EXERCISE DETAILS: Every line in the data below that holds "trunk" should be found and copied.

AVAILABLE DATA:
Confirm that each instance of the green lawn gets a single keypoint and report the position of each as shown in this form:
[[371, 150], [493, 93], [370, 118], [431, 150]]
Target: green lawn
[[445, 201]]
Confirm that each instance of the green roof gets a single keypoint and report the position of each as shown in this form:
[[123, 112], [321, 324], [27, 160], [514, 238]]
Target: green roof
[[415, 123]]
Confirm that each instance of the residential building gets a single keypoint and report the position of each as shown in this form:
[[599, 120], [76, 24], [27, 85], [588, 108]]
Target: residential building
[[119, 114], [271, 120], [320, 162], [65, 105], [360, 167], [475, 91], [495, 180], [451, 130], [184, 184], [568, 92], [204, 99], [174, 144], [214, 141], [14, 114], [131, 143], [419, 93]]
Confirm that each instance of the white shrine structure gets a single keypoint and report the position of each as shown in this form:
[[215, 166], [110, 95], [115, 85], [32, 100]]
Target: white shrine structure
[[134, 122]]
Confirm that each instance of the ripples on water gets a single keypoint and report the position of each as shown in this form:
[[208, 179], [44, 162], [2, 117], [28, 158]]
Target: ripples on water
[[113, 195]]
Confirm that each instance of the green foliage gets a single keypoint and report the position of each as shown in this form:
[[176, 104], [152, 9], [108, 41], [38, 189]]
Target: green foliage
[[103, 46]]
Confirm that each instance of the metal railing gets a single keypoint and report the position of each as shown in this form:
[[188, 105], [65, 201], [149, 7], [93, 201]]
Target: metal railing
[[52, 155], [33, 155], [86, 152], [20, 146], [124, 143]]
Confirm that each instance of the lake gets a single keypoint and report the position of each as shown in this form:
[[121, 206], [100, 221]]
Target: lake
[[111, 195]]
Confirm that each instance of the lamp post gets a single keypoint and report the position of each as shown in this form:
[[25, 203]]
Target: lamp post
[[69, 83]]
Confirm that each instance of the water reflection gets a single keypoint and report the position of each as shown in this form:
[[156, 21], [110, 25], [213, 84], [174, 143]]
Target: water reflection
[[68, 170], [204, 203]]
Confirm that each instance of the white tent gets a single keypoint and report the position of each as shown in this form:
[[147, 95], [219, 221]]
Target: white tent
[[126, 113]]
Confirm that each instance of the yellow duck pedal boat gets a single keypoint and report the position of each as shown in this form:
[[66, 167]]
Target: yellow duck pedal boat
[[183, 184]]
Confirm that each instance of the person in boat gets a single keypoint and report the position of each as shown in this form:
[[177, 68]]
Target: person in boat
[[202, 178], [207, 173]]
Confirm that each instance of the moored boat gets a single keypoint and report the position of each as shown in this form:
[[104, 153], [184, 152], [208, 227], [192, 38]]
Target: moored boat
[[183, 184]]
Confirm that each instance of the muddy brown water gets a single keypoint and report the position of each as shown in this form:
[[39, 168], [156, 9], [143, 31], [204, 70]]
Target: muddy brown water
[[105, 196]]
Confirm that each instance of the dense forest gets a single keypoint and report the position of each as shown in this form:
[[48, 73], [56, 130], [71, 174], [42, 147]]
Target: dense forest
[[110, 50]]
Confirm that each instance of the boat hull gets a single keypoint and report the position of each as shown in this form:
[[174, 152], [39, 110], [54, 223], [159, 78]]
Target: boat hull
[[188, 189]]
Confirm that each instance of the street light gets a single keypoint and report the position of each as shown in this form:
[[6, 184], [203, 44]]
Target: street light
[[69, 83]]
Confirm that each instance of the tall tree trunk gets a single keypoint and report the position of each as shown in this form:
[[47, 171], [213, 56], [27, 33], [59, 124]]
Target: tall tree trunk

OUTPUT OF THE TASK:
Confirm that each instance of the tall tree trunk gets a single keypoint and report the position of each as shown in this form:
Target: tall tree trunk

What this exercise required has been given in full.